- Textauszug -
Record Release Konzert: Und dann wird es kosmisch

Freddy Fischer & His Cosmic Rocktime Band begeistern mit ihrer eleganten Musik. Am Samstag präsentieren sie ihr neues Album im Lido.

Freddy Fischer und seine Band machen elegante Musik Foto: Promo

„Irgendwann kommst du an den Punkt, wo es mit Wut einfach nicht mehr weitergeht, und dann fängst du an zu tanzen“, sagt Ron. „Dann wird es kosmisch“, fügt Freddy hinzu. Kosmisch – diese Beschreibung dürfte ziemlich genau die Stimmung treffen, die Freddy Fischer und seine Band auf ihrem aktuellen Album „In dem Augenblick“ vermitteln und mit der sie auch bei jedem ihrer Auftritte das Publikum konsequent für sich gewinnen können.

Da wäre zunächst einmal Freddy selbst zu nennen, der – wahlweise im Smoking oder Rollkragenpullover – immer mit überlangen Koteletten und einer gigantischen Hornbrille auftritt. Wenn er dann mit tatkräftiger Unterstützung der Band in die Orgeltasten haut, dazu eingängige Textzeilen trällert und dabei immer nah am Publikum bleibt, dann fängt es an zu glitzern – sowohl auf der Bühne als auch im Publikum.

Auch wenn die Band selbst nicht gut auf den Begriff der Unterhaltungsmusik zu sprechen ist – ihr Gesamtauftritt hat etwas durchaus Unterhaltsames, was auch nicht verwerflich ist. Die Menschen fangen an zu tanzen und sich des Lebens zu freuen, egal wie mürrisch oder traurig ihre Mienen vorher wirkten.

Menschenrechtsverbrechen, humanitäre Katastrophen, internationaler Terrorismus: Das Weltgeschehen um uns herum scheint aus den Fugen zu geraten. Und während sich vielerorts Menschen besorgt über die Möglichkeit eines dritten Weltkrieges austauschen, macht Freddy Fischer mit seiner Band Disco.

Freddy Fischer & His Cosmic Rocktime Band (Release Show): Lido, Cuvrystraße 7, 7. 1., Beginn 20.30 Uhr, AK 16 €

Beim Lesen des Wortes Disco mag der gewiefte Leser schnell an die 70er Jahre denken, an Funk, Soul und Jazz, an Manfred Krug – und im selben Zuge auch an Schlager: Unterhaltungsmusik eben. Schlager, das ist vordergründig zunächst einmal sehr gefällige Musik. Musik, die weder etwas zu wollen noch zu können scheint – außer ihren Zuhörern eine „heile Welt“ zu vermitteln und jegliche Zweifel an deren tatsächlicher Existenz konsequent und offensichtlich zu umschiffen. So das Klischee.

Genau dieses Klischee ist es, gegen das Freddy Fischer mit seiner Band bewusst ansteuern möchte: „Uns geht es um den Menschen und das, was ihn ausmacht. Das hauen wir in unserer Musik dann auch ganz direkt raus“, so der Frontmann.

- Arbeitsdaten -
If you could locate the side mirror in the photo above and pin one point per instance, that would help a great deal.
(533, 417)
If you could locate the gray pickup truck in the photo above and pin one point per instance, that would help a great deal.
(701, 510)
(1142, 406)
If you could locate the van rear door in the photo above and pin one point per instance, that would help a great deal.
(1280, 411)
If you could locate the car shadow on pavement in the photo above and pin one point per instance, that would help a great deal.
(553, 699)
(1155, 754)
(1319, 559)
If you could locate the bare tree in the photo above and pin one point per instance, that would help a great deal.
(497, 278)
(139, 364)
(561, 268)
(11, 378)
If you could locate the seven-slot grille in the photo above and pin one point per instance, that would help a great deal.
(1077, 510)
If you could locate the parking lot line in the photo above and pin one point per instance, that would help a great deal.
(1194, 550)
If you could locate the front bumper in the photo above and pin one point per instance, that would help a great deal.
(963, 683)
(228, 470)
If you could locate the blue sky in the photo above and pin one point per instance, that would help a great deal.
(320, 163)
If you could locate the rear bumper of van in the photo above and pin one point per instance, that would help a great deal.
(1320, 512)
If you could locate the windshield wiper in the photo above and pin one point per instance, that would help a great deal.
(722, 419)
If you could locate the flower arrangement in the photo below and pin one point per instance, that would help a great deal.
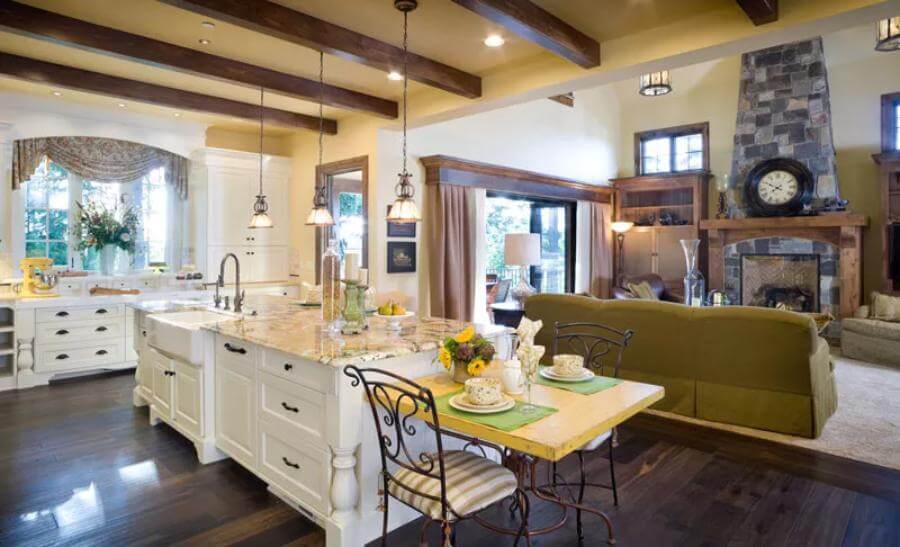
(98, 226)
(468, 349)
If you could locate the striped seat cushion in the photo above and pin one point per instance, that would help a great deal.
(473, 483)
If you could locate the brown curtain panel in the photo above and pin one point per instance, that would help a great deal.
(98, 159)
(600, 256)
(451, 240)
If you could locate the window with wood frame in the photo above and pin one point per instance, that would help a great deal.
(890, 122)
(680, 149)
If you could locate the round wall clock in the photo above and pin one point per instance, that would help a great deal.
(778, 187)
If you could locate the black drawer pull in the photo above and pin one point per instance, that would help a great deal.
(234, 349)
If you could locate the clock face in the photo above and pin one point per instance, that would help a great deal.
(777, 187)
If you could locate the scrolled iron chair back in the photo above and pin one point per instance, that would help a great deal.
(386, 393)
(595, 342)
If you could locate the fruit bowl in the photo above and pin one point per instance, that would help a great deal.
(393, 321)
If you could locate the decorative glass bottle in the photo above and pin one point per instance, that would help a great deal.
(694, 284)
(331, 285)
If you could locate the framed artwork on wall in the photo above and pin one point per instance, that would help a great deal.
(401, 229)
(401, 256)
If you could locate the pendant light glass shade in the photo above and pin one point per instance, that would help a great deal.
(655, 84)
(260, 218)
(888, 34)
(404, 208)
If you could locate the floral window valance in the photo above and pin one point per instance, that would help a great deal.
(98, 159)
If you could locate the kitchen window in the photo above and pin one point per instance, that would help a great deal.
(672, 150)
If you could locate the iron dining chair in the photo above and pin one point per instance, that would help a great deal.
(445, 486)
(600, 346)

- Anforderungen -
1) Welche Zeilen der Datensätze enthalten die Zeichenfolge „glass“? Suche jede davon heraus und gib sie wörtlich wieder, wobei Groß- und Kleinschreibung zählt.
2) Wie könnte der Artikel über das Release-Konzert von Freddy Fischer & His Cosmic Rocktime Band weitergehen? Führe ihn ab seinem letzten Satz fort.
Die Datensätze stehen in keinem Zusammenhang mit dem Artikel.

- Lösungen im Anschluss -
1)
If you could locate the decorative glass bottle in the photo above and pin one point per instance, that would help a great deal.
If you could locate the pendant light glass shade in the photo above and pin one point per instance, that would help a great deal.

2)
Das neue Album "In dem Augenblick" ist ab dem 16. Januar im Handel erhältlich, Audio-CD und Vinyl, 14,99 €

Unmittelbarkeit und Authentizität also statt Verblendung und klebriger Seifenblasen? „Genau darum geht es: nichts auszublenden und aber trotzdem, mit all dem Mist im Gepäck, der einem widerfahren kann, das Leben zu zelebrieren“, so Bassist Ron Rocktime. „Es ist eher so eine ganzheitliche gute Laune, um die es uns geht.“

Diese Absicht ist auch auf dem aktuellen Album der vierköpfigen Band „In dem Augenblick“ eindeutig hörbar, sowohl in den Funk-, Soul- und Jazzelementen, die in den Songs mitschwingen, als auch in den Texten. „Alles, was bleibt, ist meine Liebe zu dir“, „Ich hab mein Herz an dich verloren, als du sagst, dass du mich liebst“, „Und deine Liebe ist und war doch immer frei“.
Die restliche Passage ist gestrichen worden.